(Document excerpt):
☆ ☆ ☆

Evaluate a plate motion model on a geographic grid
gmt grdpmodeler [ agegrdfile ] -Erot_file|ID1-ID2|lon/lat/angle[+i] -Sflags [ -Fpolygonfile ] [ -Goutgrid ] [ -Iincrement ] [ -Rregion ] [ -Tage ] [ -V[level] ] [ -bbinary ] [ -dnodata[+ccol] ] [ -hheaders ] [ -oflags ] [ -rreg ] [ -:[i|o] ] [ --PAR=value ]
Note: No space is allowed between the option flag and the associated arguments.
grdpmodeler reads a geographical age grid and a plate motion model and evaluates one of several model predictions. Optionally, the user may supply a clipping polygon in multiple-segment format; then, only the part of the grid inside the polygon is used to determine the model prediction; the remainder of the grid is set to NaN.
Rotations can be specified in one of three ways: (1): Give file with rotation parameters. This file must contain one record for each rotation; each record must be of the following format:
lon lat tstart [tstop] angle [ khat a b c d e f g df ]
where tstart and tstop are in Myr and lon lat angle are in degrees. tstart and tstop are the ages of the old and young ends of a stage. If tstop is not present in the record then a total reconstruction rotation is expected and tstop is implicitly set to 0 and should not be specified for any of the records in the file. If a covariance matrix C for the rotation is available it must be specified in a format using the nine optional terms listed in brackets. Here, C = (g/khat)*[ a b d; b c e; d e f ] which shows C made up of three row vectors. If the degrees of freedom (df) in fitting the rotation is 0 or not given it is set to 10000. Blank lines and records whose first column contains # will be ignored. (2): Give the filename composed of two plate IDs separated by a hyphen (e.g., PAC-MBL) and we will instead extract that rotation from the GPlates rotation database. We return an error if the rotation cannot be found. (3): Specify lon/lat/angle, i.e., the longitude, latitude, and opening angle (all in degrees and separated by /) for a single total reconstruction rotation. Regardless of method, you may append +i to the argument to indicate you wish to invert the rotation(s).

☆ ☆ ☆

(Material supplied):
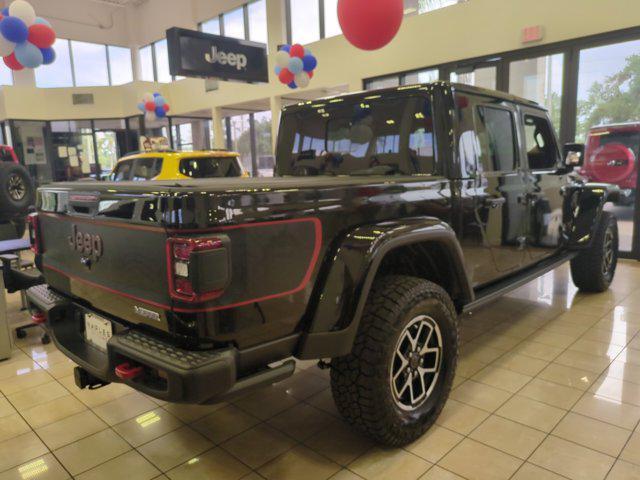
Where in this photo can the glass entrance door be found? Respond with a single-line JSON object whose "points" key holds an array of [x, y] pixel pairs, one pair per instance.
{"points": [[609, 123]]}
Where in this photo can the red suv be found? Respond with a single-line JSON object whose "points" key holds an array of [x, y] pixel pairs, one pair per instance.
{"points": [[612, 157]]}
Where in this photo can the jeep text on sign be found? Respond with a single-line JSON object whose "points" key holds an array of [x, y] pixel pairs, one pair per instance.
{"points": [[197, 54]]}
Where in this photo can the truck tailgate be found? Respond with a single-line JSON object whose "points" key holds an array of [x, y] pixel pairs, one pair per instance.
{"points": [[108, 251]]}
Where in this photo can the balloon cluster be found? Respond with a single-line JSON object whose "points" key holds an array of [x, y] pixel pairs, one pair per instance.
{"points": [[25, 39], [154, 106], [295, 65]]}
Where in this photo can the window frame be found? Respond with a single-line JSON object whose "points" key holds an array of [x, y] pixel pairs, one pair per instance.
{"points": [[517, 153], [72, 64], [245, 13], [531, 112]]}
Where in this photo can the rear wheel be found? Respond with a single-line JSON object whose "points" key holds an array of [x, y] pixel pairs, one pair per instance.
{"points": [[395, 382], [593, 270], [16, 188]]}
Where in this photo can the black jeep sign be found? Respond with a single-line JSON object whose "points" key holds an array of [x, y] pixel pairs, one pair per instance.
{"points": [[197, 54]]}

☆ ☆ ☆

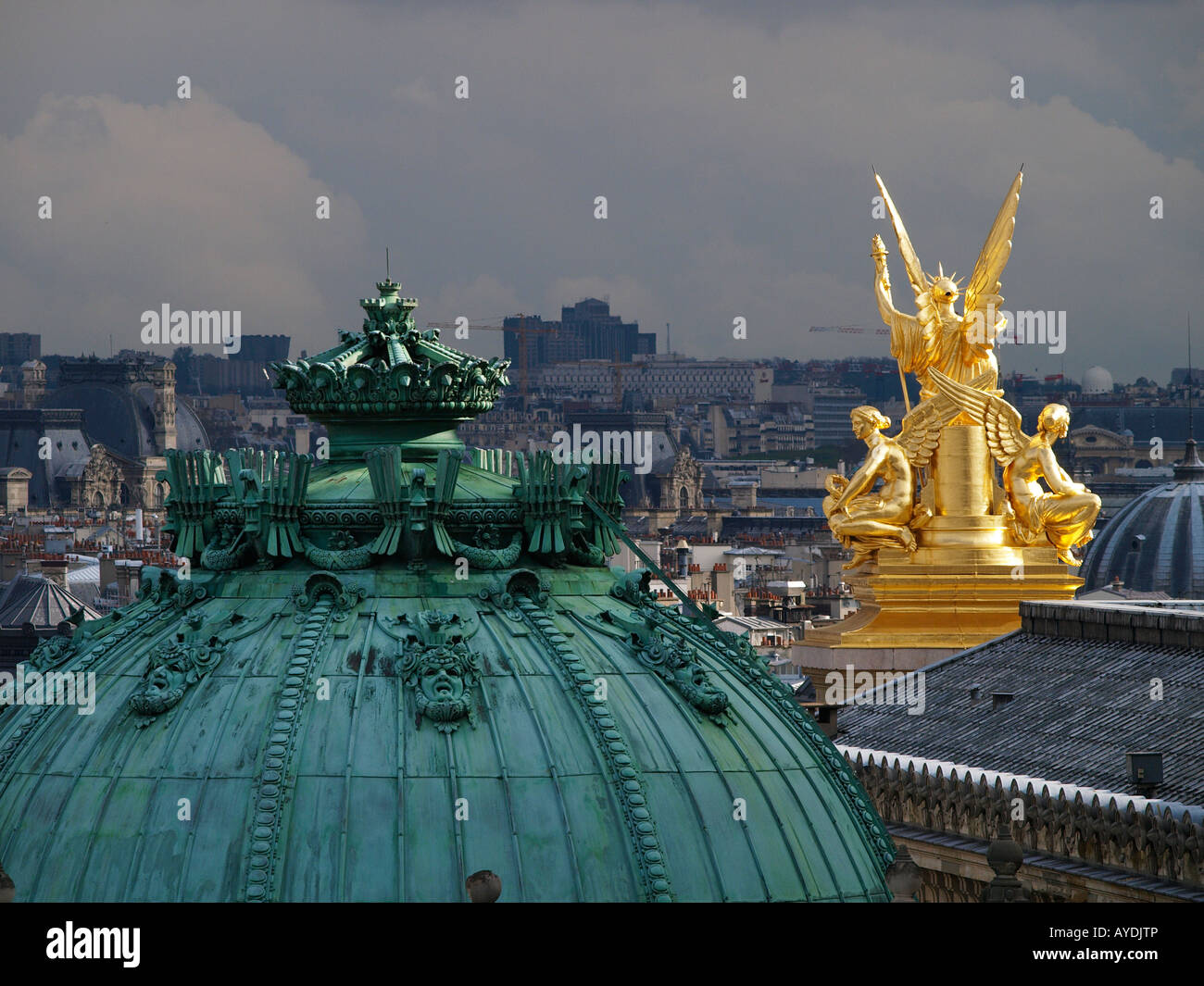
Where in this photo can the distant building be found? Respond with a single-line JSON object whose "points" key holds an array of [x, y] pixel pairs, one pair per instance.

☆ ☆ ☆

(Work required): Copy out the whole grdpmodeler text word for word. The entries come from a different source than the text.

(Output for this task):
Evaluate a plate motion model on a geographic grid
gmt grdpmodeler [ agegrdfile ] -Erot_file|ID1-ID2|lon/lat/angle[+i] -Sflags [ -Fpolygonfile ] [ -Goutgrid ] [ -Iincrement ] [ -Rregion ] [ -Tage ] [ -V[level] ] [ -bbinary ] [ -dnodata[+ccol] ] [ -hheaders ] [ -oflags ] [ -rreg ] [ -:[i|o] ] [ --PAR=value ]
Note: No space is allowed between the option flag and the associated arguments.
grdpmodeler reads a geographical age grid and a plate motion model and evaluates one of several model predictions. Optionally, the user may supply a clipping polygon in multiple-segment format; then, only the part of the grid inside the polygon is used to determine the model prediction; the remainder of the grid is set to NaN.
Rotations can be specified in one of three ways: (1): Give file with rotation parameters. This file must contain one record for each rotation; each record must be of the following format:
lon lat tstart [tstop] angle [ khat a b c d e f g df ]
where tstart and tstop are in Myr and lon lat angle are in degrees. tstart and tstop are the ages of the old and young ends of a stage. If tstop is not present in the record then a total reconstruction rotation is expected and tstop is implicitly set to 0 and should not be specified for any of the records in the file. If a covariance matrix C for the rotation is available it must be specified in a format using the nine optional terms listed in brackets. Here, C = (g/khat)*[ a b d; b c e; d e f ] which shows C made up of three row vectors. If the degrees of freedom (df) in fitting the rotation is 0 or not given it is set to 10000. Blank lines and records whose first column contains # will be ignored. (2): Give the filename composed of two plate IDs separated by a hyphen (e.g., PAC-MBL) and we will instead extract that rotation from the GPlates rotation database. We return an error if the rotation cannot be found. (3): Specify lon/lat/angle, i.e., the longitude, latitude, and opening angle (all in degrees and separated by /) for a single total reconstruction rotation. Regardless of method, you may append +i to the argument to indicate you wish to invert the rotation(s).